YOUR TASK:
Extract all of the lines below word for word, leaving out the pictures.

SUPPLIED DATA:
....
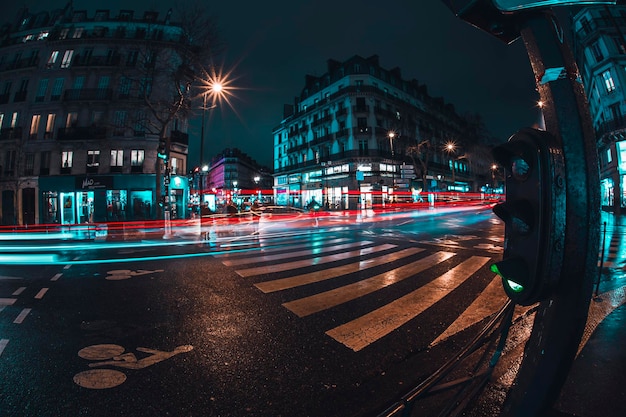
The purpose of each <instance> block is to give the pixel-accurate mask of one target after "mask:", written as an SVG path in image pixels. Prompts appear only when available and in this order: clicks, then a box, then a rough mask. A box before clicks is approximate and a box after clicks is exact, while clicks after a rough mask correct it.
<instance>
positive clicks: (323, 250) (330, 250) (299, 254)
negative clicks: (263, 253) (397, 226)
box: [222, 241, 372, 271]
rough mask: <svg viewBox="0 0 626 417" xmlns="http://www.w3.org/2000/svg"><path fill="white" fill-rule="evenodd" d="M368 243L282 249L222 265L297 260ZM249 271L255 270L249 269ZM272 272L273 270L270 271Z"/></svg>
mask: <svg viewBox="0 0 626 417" xmlns="http://www.w3.org/2000/svg"><path fill="white" fill-rule="evenodd" d="M370 243H372V242H369V241H363V242H352V243H345V244H342V245H335V246H325V247H321V248H309V249H307V250H302V251H297V252H285V250H284V249H283V250H282V251H281V253H278V254H275V255H266V256H255V257H247V258H245V259H239V260H232V261H223V262H222V263H223V264H224V265H226V266H239V265H244V264H251V263H257V262H269V261H279V260H282V259H289V258H297V257H299V256H306V255H318V254H322V253H327V252H336V251H338V250H343V249H350V248H354V247H356V246H364V245H367V244H370ZM251 269H256V268H251ZM272 271H274V270H273V269H272Z"/></svg>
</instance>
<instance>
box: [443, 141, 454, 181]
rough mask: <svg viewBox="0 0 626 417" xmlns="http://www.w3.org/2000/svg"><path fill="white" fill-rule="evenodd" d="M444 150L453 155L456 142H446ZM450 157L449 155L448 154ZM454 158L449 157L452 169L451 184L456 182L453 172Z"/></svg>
mask: <svg viewBox="0 0 626 417" xmlns="http://www.w3.org/2000/svg"><path fill="white" fill-rule="evenodd" d="M445 150H446V152H448V156H449V155H454V151H455V150H456V144H455V143H454V142H447V143H446V144H445ZM449 157H450V156H449ZM454 162H455V161H454V159H453V158H452V157H450V168H451V169H452V185H453V186H454V183H455V182H456V178H455V173H454Z"/></svg>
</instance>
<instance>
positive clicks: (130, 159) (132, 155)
mask: <svg viewBox="0 0 626 417" xmlns="http://www.w3.org/2000/svg"><path fill="white" fill-rule="evenodd" d="M143 157H144V151H143V149H133V150H131V151H130V165H131V166H134V167H138V166H143Z"/></svg>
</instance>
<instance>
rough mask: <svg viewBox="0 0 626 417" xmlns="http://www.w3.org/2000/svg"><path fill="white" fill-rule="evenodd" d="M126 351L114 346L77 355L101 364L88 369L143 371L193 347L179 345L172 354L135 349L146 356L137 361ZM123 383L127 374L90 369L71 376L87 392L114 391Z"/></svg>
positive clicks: (153, 350) (118, 347) (97, 369)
....
REPLY TO THE TASK:
The purpose of each <instance> block is to give the pixel-accurate mask of one target after "mask:", written as an SVG path in image pixels. Prompts appear only when available and in this order: clicks, then a box, then a rough mask. A box before clicks is approximate and a box after clicks is exact, while clicks after a rough mask correct it.
<instance>
positive clicks: (323, 250) (330, 250) (299, 254)
negative clicks: (263, 253) (397, 226)
box: [222, 241, 372, 271]
rough mask: <svg viewBox="0 0 626 417" xmlns="http://www.w3.org/2000/svg"><path fill="white" fill-rule="evenodd" d="M368 243L282 249L222 265L297 260ZM249 271L255 270L249 269ZM272 272L273 270L270 271Z"/></svg>
mask: <svg viewBox="0 0 626 417" xmlns="http://www.w3.org/2000/svg"><path fill="white" fill-rule="evenodd" d="M370 243H372V242H369V241H363V242H352V243H345V244H342V245H335V246H325V247H321V248H309V249H307V250H302V251H297V252H285V250H284V249H283V250H282V251H281V253H278V254H275V255H266V256H255V257H247V258H245V259H239V260H232V261H223V262H222V263H223V264H224V265H226V266H239V265H244V264H251V263H257V262H269V261H279V260H282V259H289V258H297V257H299V256H306V255H318V254H322V253H327V252H336V251H338V250H343V249H350V248H354V247H356V246H364V245H367V244H370ZM251 269H256V268H251ZM272 271H274V270H273V269H272Z"/></svg>
</instance>
<instance>
box: [443, 141, 454, 181]
rough mask: <svg viewBox="0 0 626 417" xmlns="http://www.w3.org/2000/svg"><path fill="white" fill-rule="evenodd" d="M444 150L453 155L456 142H446ZM450 157L449 155L448 154ZM454 158L449 157L452 169L451 184L456 182L453 172Z"/></svg>
mask: <svg viewBox="0 0 626 417" xmlns="http://www.w3.org/2000/svg"><path fill="white" fill-rule="evenodd" d="M445 150H446V152H448V156H449V155H454V151H455V150H456V144H455V143H454V142H447V143H446V144H445ZM449 157H450V156H449ZM454 162H455V161H454V159H453V158H452V157H450V168H451V169H452V185H453V186H454V183H455V182H456V178H455V173H454Z"/></svg>
</instance>
<instance>
positive clicks: (130, 159) (132, 155)
mask: <svg viewBox="0 0 626 417" xmlns="http://www.w3.org/2000/svg"><path fill="white" fill-rule="evenodd" d="M143 157H144V151H143V149H133V150H131V151H130V165H131V166H134V167H138V166H143Z"/></svg>
</instance>
<instance>
rough mask: <svg viewBox="0 0 626 417" xmlns="http://www.w3.org/2000/svg"><path fill="white" fill-rule="evenodd" d="M126 351L114 346L77 355L101 364L88 369L143 371L193 347L179 345L172 354L135 349L146 356L137 361ZM123 383L127 374L90 369L71 376L87 392L114 391Z"/></svg>
positive clicks: (153, 350) (118, 347) (97, 369)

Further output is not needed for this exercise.